DOCUMENT EXTRACT =

□ □ □ □

On July 30, 1998, Audrey Johnson, individually and as trustee for the next-of-kin of Earl Johnson, commenced this medical-malpractice action against Dr. Montgomery and the Oakdale Clinic. In January 1999, Johnson served her Affidavit of Expert Identification pursuant to Minn. Stat. 145.682 (2000). The affidavit, dated January 19, 1999, identified plaintiff's expert as Dr. Marcelo Hochman, a board-certified otolaryngologist, and opined that if Johnson had been properly evaluated prior to surgery, the procedure would not have been recommended.

On October 16, 2000, Dr. Montgomery and the Oakdale Clinic moved for dismissal with prejudice, asserting that plaintiff's affidavit of expert identification was insufficient under Minn. Stat. 145.682. The district court heard arguments on the motion and subsequently dismissed, concluding that the affidavit was insufficient under Minn. Stat. 145.682 because it did not clearly set forth the acts or omissions that violate the standard of care.


Under Minn. Stat. 145.682 (2000), a plaintiff who brings a medical-malpractice claim must file an affidavit that identifies (1) qualified experts who intend to testify; (2) the substance of their testimony; and (3) a summary of the basis for the experts' opinions. Id., subd. 4(a). The affidavit must state the expert's opinion that "one or more defendants deviated from the applicable standard of care and by that action caused injury to the plaintiff." Id., subd. 3(a). Failure to comply with the affidavit requirements mandates dismissal of the plaintiff's cause of action with prejudice. Id., subd. 6; Lindberg v. Health Partners, Inc., 599 N.W.2d 572, 577 (Minn. 1999).

□ □ □ □

DATASET =

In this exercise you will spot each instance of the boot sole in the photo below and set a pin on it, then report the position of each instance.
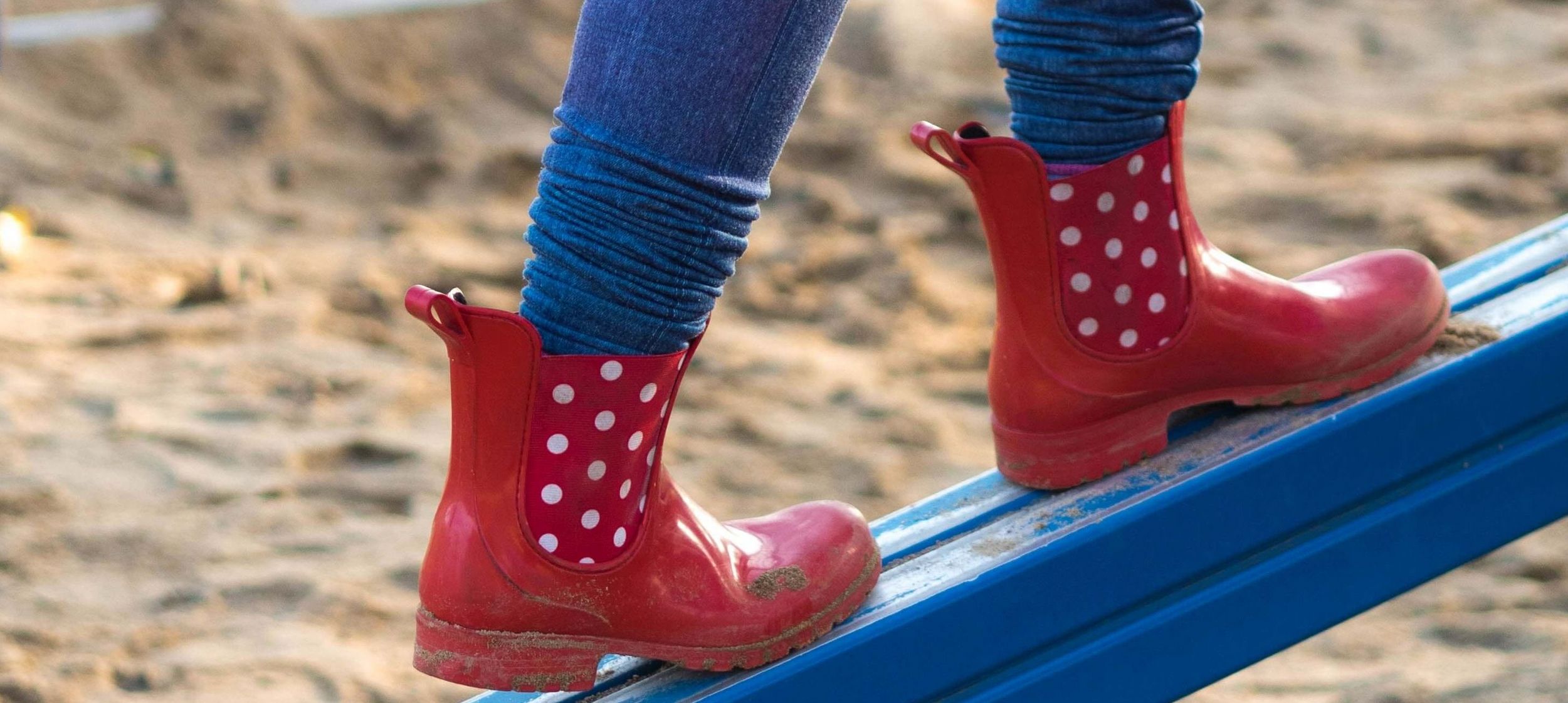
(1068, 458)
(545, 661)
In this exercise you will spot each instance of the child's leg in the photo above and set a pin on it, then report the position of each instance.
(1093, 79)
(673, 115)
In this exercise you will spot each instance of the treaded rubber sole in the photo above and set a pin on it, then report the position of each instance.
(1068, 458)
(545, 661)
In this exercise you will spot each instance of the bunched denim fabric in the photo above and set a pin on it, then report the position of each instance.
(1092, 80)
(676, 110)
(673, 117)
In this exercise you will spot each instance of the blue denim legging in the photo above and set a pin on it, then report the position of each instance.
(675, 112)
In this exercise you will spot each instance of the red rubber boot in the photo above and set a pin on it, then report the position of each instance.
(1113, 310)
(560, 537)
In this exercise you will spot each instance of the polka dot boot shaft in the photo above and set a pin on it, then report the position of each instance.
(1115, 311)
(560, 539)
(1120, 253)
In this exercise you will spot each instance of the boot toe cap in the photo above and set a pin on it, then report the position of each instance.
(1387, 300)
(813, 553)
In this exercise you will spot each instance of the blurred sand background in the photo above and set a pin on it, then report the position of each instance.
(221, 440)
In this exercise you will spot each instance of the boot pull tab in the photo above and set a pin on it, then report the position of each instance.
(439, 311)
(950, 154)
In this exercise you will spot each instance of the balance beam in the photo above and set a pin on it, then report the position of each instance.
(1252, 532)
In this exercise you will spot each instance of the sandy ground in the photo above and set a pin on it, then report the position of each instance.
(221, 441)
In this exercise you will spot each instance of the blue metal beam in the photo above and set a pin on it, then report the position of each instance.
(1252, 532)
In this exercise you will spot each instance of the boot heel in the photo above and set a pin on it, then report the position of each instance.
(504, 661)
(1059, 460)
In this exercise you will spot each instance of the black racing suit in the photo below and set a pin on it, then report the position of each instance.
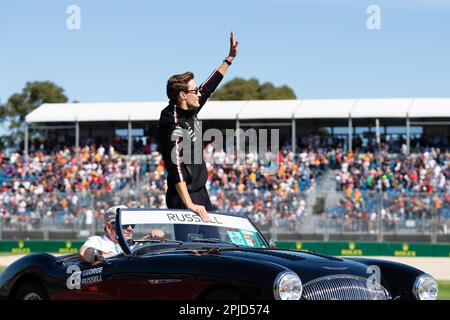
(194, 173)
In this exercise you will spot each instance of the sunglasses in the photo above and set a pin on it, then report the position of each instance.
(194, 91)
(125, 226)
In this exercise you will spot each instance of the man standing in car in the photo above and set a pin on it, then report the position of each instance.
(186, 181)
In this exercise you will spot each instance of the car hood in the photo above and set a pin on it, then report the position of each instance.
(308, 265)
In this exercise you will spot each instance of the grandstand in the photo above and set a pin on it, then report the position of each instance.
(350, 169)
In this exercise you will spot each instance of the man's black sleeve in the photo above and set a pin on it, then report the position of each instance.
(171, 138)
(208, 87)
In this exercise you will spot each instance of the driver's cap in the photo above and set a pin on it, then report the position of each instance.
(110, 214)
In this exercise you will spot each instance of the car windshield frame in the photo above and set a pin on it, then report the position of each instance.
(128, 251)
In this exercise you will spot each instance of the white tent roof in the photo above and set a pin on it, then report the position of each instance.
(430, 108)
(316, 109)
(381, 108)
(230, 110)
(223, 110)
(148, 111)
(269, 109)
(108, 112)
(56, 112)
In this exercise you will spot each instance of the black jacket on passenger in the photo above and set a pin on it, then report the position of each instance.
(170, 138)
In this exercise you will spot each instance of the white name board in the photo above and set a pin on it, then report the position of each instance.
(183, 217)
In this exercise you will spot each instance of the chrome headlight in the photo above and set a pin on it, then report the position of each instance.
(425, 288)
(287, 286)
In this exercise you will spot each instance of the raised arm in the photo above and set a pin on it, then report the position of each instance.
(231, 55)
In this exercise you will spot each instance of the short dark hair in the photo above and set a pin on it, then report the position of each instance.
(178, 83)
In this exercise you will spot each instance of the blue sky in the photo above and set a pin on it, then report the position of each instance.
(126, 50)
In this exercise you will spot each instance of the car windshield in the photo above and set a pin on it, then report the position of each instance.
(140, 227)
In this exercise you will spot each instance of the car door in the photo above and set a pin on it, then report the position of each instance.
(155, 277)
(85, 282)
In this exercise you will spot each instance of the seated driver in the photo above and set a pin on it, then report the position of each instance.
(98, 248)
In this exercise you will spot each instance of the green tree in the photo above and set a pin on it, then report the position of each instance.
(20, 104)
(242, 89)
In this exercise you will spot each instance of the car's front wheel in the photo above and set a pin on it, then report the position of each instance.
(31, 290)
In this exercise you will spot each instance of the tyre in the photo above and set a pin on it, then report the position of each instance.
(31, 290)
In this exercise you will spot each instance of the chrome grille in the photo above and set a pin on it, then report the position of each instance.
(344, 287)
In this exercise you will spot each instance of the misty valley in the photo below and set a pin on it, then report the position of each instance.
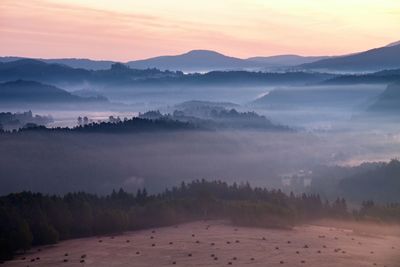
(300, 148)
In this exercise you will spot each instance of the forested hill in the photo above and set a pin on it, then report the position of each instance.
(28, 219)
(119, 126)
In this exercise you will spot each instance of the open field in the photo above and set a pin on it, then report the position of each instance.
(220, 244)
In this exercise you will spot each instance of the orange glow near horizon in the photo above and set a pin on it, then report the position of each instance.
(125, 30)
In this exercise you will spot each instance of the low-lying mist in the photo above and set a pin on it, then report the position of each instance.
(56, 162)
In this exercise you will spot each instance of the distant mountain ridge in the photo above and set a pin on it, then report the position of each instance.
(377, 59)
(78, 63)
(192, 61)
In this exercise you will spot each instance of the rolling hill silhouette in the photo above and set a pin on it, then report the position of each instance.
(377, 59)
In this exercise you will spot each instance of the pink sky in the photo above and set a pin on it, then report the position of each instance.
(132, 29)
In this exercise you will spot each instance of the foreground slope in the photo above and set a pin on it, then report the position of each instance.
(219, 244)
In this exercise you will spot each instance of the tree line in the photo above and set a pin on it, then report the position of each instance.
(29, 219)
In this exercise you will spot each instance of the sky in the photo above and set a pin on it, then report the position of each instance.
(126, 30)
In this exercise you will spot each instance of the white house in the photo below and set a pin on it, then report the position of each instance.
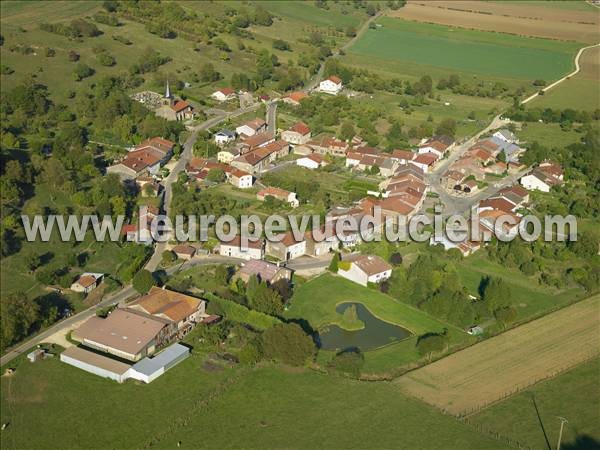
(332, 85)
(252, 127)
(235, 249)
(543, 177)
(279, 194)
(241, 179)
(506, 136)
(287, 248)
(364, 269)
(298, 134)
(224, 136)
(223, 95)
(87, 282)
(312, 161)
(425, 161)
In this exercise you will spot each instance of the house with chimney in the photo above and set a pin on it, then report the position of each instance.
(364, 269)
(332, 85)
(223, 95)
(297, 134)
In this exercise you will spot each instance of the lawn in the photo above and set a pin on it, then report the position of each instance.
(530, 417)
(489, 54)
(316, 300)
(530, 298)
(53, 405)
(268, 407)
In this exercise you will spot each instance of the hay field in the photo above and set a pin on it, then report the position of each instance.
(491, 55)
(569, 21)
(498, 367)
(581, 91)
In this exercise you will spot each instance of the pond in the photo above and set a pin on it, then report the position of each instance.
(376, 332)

□ □ □ □

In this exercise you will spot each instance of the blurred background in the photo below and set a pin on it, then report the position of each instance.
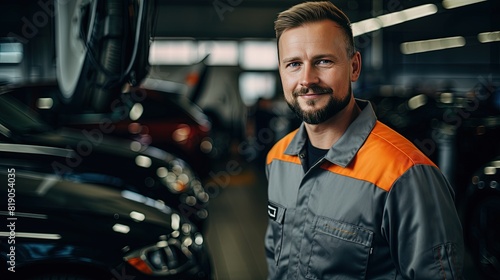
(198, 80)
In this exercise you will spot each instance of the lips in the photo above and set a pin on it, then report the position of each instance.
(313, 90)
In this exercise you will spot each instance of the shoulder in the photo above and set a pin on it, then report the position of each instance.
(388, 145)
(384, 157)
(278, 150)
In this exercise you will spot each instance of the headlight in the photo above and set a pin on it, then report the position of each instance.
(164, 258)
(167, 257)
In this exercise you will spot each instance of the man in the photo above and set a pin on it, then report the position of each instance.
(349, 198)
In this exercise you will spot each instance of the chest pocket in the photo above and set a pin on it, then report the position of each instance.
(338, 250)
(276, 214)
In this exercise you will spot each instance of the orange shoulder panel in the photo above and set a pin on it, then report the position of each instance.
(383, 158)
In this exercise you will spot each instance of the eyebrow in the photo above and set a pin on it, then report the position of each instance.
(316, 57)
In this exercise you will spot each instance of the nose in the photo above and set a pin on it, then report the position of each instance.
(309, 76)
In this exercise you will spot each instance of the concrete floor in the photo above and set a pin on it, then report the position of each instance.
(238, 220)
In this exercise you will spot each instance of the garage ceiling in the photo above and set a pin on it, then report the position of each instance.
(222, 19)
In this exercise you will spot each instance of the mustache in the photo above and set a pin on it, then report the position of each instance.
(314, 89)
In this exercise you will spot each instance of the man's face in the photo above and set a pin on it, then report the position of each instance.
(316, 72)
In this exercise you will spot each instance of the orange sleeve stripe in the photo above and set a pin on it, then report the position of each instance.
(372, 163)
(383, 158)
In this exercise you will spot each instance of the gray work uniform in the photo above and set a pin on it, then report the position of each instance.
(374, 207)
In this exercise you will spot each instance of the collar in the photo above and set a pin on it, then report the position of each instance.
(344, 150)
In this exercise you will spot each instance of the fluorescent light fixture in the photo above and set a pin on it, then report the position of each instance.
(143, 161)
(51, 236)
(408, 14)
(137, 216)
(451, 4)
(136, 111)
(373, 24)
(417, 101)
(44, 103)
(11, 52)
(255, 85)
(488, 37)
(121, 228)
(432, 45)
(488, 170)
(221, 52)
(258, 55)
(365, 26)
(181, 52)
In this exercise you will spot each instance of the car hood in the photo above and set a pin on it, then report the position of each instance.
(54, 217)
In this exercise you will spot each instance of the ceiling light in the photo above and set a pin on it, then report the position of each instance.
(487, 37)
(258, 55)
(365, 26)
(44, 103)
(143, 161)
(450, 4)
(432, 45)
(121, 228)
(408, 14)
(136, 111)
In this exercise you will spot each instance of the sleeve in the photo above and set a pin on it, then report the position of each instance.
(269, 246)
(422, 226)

□ □ □ □

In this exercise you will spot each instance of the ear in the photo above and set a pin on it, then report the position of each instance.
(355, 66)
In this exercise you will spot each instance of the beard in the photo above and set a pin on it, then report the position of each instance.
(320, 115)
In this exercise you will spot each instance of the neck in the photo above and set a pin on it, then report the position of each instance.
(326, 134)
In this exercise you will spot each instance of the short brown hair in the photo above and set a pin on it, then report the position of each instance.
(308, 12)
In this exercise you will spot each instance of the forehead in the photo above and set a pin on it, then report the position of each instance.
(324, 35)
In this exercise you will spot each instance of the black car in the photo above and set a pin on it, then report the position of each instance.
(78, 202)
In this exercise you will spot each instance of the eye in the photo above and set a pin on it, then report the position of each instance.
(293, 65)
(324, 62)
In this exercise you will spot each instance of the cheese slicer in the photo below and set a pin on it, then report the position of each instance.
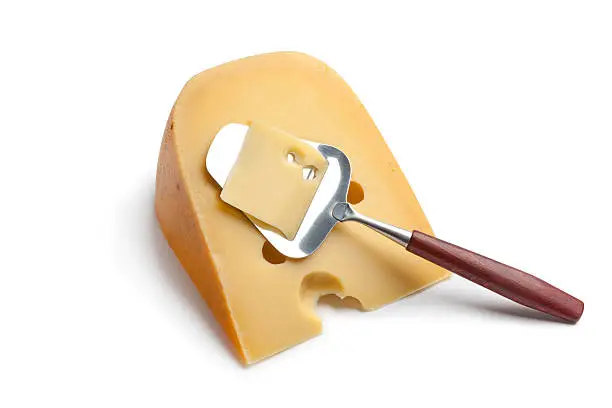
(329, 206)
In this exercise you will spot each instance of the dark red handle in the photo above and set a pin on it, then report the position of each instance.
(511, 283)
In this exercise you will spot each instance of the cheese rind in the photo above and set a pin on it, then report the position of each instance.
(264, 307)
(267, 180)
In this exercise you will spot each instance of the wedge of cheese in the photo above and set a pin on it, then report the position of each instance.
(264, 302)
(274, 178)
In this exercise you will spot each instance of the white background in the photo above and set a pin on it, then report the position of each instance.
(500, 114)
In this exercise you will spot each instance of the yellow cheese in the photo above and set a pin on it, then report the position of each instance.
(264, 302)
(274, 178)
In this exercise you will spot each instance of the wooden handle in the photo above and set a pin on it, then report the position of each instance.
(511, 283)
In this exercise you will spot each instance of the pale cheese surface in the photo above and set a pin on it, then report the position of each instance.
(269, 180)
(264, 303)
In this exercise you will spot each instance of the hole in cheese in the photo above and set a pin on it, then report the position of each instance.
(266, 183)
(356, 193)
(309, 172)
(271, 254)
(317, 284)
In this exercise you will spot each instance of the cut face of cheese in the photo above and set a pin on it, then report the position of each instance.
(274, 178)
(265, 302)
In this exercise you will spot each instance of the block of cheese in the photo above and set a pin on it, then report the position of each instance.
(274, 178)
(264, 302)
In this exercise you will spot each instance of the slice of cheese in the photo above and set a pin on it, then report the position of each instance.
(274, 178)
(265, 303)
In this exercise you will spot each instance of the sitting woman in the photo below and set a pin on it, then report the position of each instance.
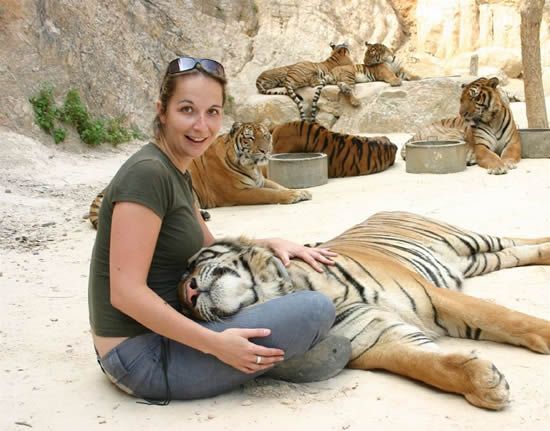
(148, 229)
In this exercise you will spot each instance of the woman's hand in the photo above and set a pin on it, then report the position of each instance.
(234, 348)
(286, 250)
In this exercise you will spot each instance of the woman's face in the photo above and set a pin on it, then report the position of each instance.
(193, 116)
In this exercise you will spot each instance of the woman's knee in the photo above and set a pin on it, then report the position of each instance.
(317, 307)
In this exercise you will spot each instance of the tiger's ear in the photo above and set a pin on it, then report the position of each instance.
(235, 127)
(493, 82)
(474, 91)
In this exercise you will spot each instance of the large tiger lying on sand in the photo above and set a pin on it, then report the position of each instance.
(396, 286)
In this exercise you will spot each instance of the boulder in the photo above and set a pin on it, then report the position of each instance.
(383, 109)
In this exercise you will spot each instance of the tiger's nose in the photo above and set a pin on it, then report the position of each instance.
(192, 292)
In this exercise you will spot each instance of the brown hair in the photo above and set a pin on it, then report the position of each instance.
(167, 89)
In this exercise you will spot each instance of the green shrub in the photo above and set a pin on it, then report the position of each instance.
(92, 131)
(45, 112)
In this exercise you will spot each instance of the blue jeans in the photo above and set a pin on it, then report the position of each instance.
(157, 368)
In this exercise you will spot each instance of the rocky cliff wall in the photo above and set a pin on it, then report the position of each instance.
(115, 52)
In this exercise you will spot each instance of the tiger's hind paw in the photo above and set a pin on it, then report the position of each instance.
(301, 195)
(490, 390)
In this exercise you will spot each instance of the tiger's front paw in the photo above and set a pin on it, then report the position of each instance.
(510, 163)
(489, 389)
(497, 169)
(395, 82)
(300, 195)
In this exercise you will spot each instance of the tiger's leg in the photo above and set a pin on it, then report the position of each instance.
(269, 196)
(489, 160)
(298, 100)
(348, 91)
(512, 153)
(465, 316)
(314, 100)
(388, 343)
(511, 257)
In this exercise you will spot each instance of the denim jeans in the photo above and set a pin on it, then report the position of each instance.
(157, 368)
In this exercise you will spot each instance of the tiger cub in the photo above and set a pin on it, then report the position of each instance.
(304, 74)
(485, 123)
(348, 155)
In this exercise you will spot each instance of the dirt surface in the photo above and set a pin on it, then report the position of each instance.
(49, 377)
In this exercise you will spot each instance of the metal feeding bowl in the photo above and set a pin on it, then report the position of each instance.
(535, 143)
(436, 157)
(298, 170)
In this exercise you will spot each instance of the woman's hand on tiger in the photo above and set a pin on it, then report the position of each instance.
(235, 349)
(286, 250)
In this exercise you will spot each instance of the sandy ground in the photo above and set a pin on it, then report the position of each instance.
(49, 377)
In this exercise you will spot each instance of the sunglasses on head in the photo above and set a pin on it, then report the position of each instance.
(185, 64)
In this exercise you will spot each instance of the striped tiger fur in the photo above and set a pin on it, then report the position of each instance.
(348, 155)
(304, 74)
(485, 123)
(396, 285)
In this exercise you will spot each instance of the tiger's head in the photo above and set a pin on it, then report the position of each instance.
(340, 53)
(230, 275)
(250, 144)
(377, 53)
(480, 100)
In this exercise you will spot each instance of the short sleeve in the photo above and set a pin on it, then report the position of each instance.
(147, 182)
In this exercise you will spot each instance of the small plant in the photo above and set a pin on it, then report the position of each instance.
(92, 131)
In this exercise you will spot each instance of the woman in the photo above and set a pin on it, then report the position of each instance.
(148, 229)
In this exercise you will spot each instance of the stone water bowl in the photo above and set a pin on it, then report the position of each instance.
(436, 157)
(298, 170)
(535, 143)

□ □ □ □

WORK ITEM =
For the medical-malpractice case text, decide whether each statement agrees with it. Answer yes or no, and quote the text's deciding words exactly. (a) The expert named in the affidavit was a board-certified otolaryngologist. (b) Dr. Montgomery and the Oakdale Clinic moved for dismissal without prejudice. (c) When the affidavit requirements are not met, the court may choose whether or not to dismiss.

EXPECTED OUTPUT =
(a) Yes: "a board-certified otolaryngologist"
(b) No: "moved for dismissal with prejudice"
(c) No: "mandates dismissal of the plaintiff's cause of action with prejudice"